Shift every bounding box coordinate up by 101, and write out the items from the line containing "Please answer: is there any smiling" through the line containing "[200,88,215,109]" with every line in that stretch kept.

>> Begin

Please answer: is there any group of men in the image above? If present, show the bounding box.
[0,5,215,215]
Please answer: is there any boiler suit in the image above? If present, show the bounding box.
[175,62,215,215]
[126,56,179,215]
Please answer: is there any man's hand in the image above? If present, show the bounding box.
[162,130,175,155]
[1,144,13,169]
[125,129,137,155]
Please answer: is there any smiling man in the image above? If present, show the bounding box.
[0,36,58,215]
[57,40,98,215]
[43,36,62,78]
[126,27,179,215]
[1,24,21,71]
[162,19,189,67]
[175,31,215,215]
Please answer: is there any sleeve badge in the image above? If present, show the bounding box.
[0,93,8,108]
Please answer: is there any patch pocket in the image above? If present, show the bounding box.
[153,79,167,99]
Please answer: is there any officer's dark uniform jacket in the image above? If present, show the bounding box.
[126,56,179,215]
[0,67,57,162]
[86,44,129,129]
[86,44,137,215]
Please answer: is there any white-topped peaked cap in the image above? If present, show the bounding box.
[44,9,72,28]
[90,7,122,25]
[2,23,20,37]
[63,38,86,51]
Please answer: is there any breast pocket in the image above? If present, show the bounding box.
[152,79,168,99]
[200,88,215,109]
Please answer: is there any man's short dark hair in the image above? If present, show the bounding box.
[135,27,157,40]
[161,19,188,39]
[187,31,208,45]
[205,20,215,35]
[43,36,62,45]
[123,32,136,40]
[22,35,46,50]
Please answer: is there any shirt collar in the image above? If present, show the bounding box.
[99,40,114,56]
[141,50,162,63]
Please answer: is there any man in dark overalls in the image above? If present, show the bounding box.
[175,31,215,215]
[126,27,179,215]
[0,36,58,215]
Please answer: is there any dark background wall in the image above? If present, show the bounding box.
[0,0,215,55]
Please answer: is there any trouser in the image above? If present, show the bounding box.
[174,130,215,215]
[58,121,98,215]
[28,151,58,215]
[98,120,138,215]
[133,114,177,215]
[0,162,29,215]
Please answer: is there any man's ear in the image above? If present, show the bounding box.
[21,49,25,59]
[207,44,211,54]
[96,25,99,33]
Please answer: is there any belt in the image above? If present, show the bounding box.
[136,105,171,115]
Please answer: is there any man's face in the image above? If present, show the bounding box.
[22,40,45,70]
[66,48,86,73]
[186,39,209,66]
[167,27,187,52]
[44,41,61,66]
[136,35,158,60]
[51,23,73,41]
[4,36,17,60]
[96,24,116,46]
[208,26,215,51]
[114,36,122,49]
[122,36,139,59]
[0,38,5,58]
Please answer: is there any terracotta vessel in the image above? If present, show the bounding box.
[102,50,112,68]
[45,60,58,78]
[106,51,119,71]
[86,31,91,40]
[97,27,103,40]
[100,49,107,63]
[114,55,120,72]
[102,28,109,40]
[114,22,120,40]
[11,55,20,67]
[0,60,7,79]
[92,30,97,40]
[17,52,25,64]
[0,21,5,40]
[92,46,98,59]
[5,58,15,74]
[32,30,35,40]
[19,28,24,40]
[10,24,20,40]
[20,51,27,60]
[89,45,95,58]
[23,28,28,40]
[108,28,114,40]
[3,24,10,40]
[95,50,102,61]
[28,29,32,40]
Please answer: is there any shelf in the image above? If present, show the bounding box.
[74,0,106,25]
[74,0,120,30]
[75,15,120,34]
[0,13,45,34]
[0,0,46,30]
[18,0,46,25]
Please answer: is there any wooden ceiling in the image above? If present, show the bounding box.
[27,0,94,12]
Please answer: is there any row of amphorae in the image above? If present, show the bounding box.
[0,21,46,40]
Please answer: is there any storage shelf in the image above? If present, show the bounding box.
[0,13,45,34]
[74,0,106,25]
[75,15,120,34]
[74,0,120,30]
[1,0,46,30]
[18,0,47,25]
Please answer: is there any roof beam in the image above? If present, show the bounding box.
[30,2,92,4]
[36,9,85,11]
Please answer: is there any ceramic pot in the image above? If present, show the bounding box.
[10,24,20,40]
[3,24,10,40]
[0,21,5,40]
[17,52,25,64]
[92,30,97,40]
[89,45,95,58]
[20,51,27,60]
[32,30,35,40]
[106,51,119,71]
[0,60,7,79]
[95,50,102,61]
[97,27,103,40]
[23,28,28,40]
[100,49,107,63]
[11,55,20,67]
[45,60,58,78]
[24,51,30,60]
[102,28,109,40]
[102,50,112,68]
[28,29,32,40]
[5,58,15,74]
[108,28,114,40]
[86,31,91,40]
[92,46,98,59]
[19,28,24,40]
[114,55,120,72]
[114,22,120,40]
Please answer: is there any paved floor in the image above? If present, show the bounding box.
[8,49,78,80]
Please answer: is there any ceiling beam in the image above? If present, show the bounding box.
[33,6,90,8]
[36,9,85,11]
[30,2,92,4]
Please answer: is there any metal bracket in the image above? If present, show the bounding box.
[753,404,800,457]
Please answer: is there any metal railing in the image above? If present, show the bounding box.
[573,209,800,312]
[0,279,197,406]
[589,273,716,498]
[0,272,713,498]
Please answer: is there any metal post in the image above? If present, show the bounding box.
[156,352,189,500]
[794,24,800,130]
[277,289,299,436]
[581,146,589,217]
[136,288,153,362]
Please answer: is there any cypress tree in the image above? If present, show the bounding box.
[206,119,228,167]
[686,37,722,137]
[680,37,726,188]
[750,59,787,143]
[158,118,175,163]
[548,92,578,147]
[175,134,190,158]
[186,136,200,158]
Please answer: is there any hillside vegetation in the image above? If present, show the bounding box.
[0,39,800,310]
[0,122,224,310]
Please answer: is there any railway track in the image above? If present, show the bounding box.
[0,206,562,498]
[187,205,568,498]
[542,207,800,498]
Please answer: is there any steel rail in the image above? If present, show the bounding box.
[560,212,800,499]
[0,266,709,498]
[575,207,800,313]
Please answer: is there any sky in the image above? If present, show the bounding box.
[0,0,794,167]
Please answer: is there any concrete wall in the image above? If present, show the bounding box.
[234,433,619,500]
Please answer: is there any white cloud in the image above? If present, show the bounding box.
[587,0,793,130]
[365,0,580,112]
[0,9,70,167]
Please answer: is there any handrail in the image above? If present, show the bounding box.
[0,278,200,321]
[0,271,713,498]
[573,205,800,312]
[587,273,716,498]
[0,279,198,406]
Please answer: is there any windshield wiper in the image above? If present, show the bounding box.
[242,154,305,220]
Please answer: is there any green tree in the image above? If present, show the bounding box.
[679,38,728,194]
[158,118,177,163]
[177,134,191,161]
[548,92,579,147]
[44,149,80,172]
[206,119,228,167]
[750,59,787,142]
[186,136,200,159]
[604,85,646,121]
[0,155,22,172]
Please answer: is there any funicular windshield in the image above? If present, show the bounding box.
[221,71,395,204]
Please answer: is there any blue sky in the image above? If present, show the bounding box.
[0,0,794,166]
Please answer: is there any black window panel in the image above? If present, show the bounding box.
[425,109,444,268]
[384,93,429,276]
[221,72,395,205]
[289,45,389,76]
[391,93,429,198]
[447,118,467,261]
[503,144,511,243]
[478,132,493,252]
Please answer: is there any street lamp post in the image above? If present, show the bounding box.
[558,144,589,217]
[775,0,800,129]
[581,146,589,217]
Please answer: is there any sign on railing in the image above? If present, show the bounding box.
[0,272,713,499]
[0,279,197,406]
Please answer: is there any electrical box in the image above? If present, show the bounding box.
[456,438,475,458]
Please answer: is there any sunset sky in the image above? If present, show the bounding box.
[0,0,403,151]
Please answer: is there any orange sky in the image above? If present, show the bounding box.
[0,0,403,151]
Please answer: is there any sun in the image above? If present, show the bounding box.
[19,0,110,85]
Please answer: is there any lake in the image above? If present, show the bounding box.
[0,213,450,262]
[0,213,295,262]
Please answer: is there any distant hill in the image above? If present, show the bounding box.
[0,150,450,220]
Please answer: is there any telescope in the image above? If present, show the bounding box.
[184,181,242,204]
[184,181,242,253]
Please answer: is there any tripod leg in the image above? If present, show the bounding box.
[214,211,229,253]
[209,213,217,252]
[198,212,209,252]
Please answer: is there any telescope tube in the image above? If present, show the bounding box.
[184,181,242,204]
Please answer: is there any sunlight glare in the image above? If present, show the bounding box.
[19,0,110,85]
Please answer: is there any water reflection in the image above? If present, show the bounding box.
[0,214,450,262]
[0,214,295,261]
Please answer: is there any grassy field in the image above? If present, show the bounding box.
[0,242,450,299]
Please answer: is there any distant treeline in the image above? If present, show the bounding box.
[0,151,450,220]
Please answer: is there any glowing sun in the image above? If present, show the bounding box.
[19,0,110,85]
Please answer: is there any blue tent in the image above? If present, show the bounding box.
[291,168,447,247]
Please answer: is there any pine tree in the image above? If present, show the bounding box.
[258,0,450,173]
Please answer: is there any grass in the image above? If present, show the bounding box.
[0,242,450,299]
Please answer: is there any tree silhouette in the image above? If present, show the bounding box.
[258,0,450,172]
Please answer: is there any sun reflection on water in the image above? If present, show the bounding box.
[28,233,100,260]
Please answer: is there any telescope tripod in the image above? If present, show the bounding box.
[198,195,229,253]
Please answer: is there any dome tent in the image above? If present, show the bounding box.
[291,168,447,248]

>> End

FULL OUTPUT:
Please answer: is there any smiling man in the image above? If present, show the bounding box.
[101,137,159,316]
[158,141,199,316]
[144,137,163,179]
[227,128,280,316]
[102,125,122,172]
[263,120,290,168]
[276,132,316,316]
Please answer: is there any sleeve badge in the image above? If present, show the bounding box.
[101,194,109,209]
Please answer: is there any patch pocket in the image above? If present, show the bounding box.
[254,180,268,200]
Please answer: is there any officer's dark uniform jacket in the image above? If present, show the bounding box.
[227,157,280,316]
[101,168,158,263]
[187,145,230,230]
[187,145,238,316]
Please answer: is there any white-topped peaked cap in the image above? If present, show the bounding box.
[145,110,173,129]
[191,108,223,126]
[103,124,121,138]
[164,139,187,152]
Please answer: is there any breast pocket in the image above? If present, show the bounding box.
[253,180,269,200]
[301,189,316,210]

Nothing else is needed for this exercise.